Records from a dataset
· · · · ·
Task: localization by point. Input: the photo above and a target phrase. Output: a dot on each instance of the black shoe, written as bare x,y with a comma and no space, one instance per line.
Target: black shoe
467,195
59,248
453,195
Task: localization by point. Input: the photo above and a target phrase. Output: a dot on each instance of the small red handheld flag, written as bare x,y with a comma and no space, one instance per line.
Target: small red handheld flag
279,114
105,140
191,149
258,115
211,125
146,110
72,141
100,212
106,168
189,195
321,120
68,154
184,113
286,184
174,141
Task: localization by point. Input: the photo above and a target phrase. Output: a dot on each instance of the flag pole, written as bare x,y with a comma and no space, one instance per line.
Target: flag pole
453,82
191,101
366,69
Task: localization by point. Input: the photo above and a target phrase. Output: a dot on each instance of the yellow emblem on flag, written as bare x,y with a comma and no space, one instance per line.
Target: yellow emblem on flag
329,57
· · · · ·
Tally every line above that has the word "localization", and report the total with no other words.

- [Solution below]:
4